Le duo d’artistes a ouvert les portes de sa demeure-atelier à l’occasion de l’exposition présentée à Arles.

Pour se rendre à Fournier Street, à Londres, chez Gilbert & George – Gilbert Prousch, né en Italie du Nord en 1943, et George Passmore, né à Plymouth en 1942 –, le mieux est de descendre à la station de métro Liverpool Street et de traverser le très bobo Old Spitalfields Market. De l’autre côté, ce n’est pas le même monde : de modestes maisons à deux ou trois étages. Un panneau qui indique que l’on entre dans un « responsible drinking borough » (« quartier de consommation d’alcool responsable »). Jusqu’à 500 livres (565 euros) d’amende en cas d’ébriété sur la voie publique. Ayant consacré l’une de leurs premières séries à l’alcoolisme, les deux artistes ne peuvent qu’apprécier que Fournier Street se place sous le signe de la tempérance.

La rue se place aussi sous celui des religions, elle qui commence par une église anglicane et finit par une mosquée, celle de Brick Lane. De l’extérieur, c’est un bâtiment de brique semblable à ceux qui l’entourent. Gilbert et George en connaissent l’histoire par cœur. L’immeuble a d’abord été au XVIIIe siècle un temple protestant – « des huguenots français », précisent-ils –, puis, à partir du XIXe siècle, une synagogue pour les émigrés juifs de Russie et d’Europe centrale. Ce n’est une mosquée que depuis les années 1970, pour la communauté bengalaise qui a remplacé les familles juives parties vers d’autres quartiers.

Conversation avec un clochard

A peu près au milieu de la rue, sur ce qui fut jadis la vitrine d’un certain S. Schwartz, désormais couverte de panneaux de bois, une grande tête bleu vif est peinte. De part et d’autre, deux oiseaux bleu azur façon cartoon américain des années 1950. Un phylactère annonce que celui de gauche se nomme Gilbert, celui de droite George. C’est dire que le couple ne cache pas où il habite. Il est vrai qu’ils peuvent difficilement passer inaperçus.

On en aura la preuve quand, au terme de la rencontre, ils accompagneront le « French critic » jusque dans la rue : ils sont, comme d’habitude, vêtus avec une élégance aussi soignée que surannée, costumes un peu étroits, cravates parfaitement nouées, tels qu’ils se montrent dans leurs œuvres depuis désormais un demi-siècle. Pour passer inaperçu, il y a mieux.

# # # #

Extraire tel quel du passage sur la demeure-atelier de Gilbert & George, à Fournier Street, le segment allant de « Conversation avec un » jusqu'à « difficilement passer inaperçus. » inclus.

> Lignes

# # # #

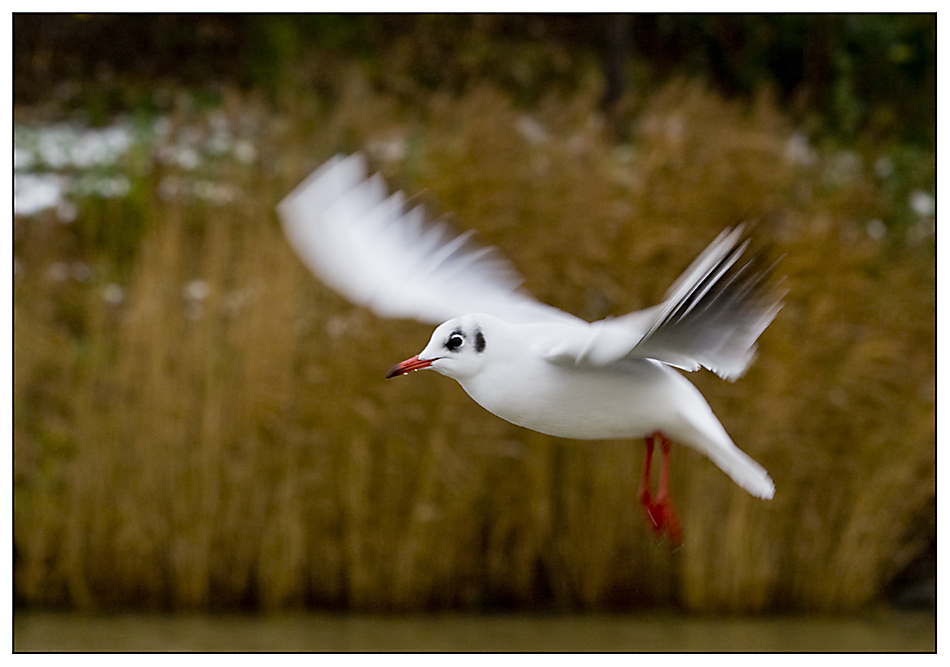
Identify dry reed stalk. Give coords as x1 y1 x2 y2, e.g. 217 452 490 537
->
14 77 935 612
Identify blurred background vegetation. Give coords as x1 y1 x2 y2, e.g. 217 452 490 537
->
13 14 936 612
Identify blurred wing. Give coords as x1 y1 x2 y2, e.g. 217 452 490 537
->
548 226 783 380
277 154 586 325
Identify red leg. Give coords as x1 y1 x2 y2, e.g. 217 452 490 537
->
639 431 683 546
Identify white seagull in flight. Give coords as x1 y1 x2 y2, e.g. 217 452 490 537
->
278 154 782 544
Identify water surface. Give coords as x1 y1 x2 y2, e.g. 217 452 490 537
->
13 609 937 652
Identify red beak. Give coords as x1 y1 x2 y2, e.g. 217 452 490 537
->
386 355 435 378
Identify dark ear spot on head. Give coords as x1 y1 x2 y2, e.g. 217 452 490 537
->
475 329 485 352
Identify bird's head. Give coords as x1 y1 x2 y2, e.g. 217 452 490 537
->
386 315 495 382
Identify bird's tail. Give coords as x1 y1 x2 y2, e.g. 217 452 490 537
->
705 441 775 500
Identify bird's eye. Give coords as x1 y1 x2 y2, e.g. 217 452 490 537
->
445 332 465 352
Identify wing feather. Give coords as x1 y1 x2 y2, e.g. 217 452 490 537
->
277 154 587 325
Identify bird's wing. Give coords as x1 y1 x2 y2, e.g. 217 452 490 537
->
547 226 784 380
277 154 587 325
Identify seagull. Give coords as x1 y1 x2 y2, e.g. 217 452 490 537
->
277 153 784 545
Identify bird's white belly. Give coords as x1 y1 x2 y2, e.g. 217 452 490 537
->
462 362 684 440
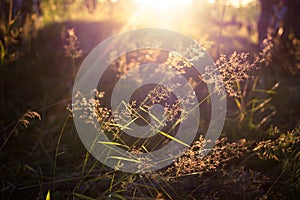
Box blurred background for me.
[0,0,300,200]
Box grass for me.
[0,2,300,200]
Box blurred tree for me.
[258,0,300,43]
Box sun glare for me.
[134,0,193,8]
[208,0,255,8]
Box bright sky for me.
[133,0,254,7]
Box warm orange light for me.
[134,0,193,8]
[208,0,255,8]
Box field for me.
[0,0,300,200]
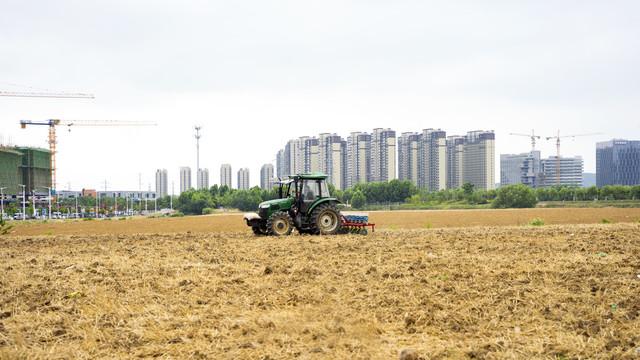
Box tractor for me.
[243,172,342,236]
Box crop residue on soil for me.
[0,223,640,359]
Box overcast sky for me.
[0,0,640,193]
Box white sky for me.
[0,0,640,193]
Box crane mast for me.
[509,129,540,151]
[545,130,602,185]
[20,119,157,199]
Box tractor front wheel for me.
[309,204,342,235]
[267,211,293,236]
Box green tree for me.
[535,188,547,201]
[351,190,367,209]
[462,182,474,201]
[584,185,600,200]
[491,184,537,209]
[600,185,613,200]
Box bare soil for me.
[0,209,640,359]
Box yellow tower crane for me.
[20,119,157,198]
[509,129,540,151]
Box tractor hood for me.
[258,198,293,219]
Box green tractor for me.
[243,172,342,236]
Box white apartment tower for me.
[197,169,209,189]
[318,133,346,190]
[418,129,447,191]
[156,169,169,197]
[180,166,191,193]
[238,168,250,190]
[369,128,396,182]
[346,132,371,188]
[540,156,584,188]
[220,164,233,189]
[276,149,289,179]
[462,130,496,190]
[447,135,465,189]
[260,164,274,191]
[398,132,420,186]
[297,136,320,173]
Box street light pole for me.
[16,184,27,220]
[43,186,51,220]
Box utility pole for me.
[195,125,202,189]
[0,186,7,217]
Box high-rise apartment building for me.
[238,168,251,190]
[276,149,289,179]
[297,136,320,173]
[596,139,640,187]
[500,150,541,188]
[346,132,371,188]
[156,169,169,197]
[197,169,209,189]
[260,164,274,191]
[417,129,447,191]
[462,130,496,190]
[539,156,584,188]
[220,164,233,189]
[318,133,346,190]
[180,166,191,193]
[398,132,420,186]
[446,135,466,189]
[369,128,396,182]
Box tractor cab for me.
[244,172,342,235]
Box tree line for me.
[5,183,640,215]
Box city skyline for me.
[0,0,640,189]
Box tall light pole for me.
[43,186,51,220]
[196,125,202,189]
[0,186,7,217]
[16,184,27,220]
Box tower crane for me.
[20,119,157,197]
[0,91,95,99]
[545,130,602,185]
[509,129,541,151]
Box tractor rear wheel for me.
[267,211,293,236]
[309,204,342,235]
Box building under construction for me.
[0,147,51,200]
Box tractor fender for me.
[307,198,340,214]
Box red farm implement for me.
[342,212,376,235]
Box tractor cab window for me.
[302,180,320,201]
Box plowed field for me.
[7,208,640,235]
[0,209,640,359]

# # # #

> Réponse
Conversation avec un clochard

A peu près au milieu de la rue, sur ce qui fut jadis la vitrine d’un certain S. Schwartz, désormais couverte de panneaux de bois, une grande tête bleu vif est peinte. De part et d’autre, deux oiseaux bleu azur façon cartoon américain des années 1950. Un phylactère annonce que celui de gauche se nomme Gilbert, celui de droite George. C’est dire que le couple ne cache pas où il habite. Il est vrai qu’ils peuvent difficilement passer inaperçus.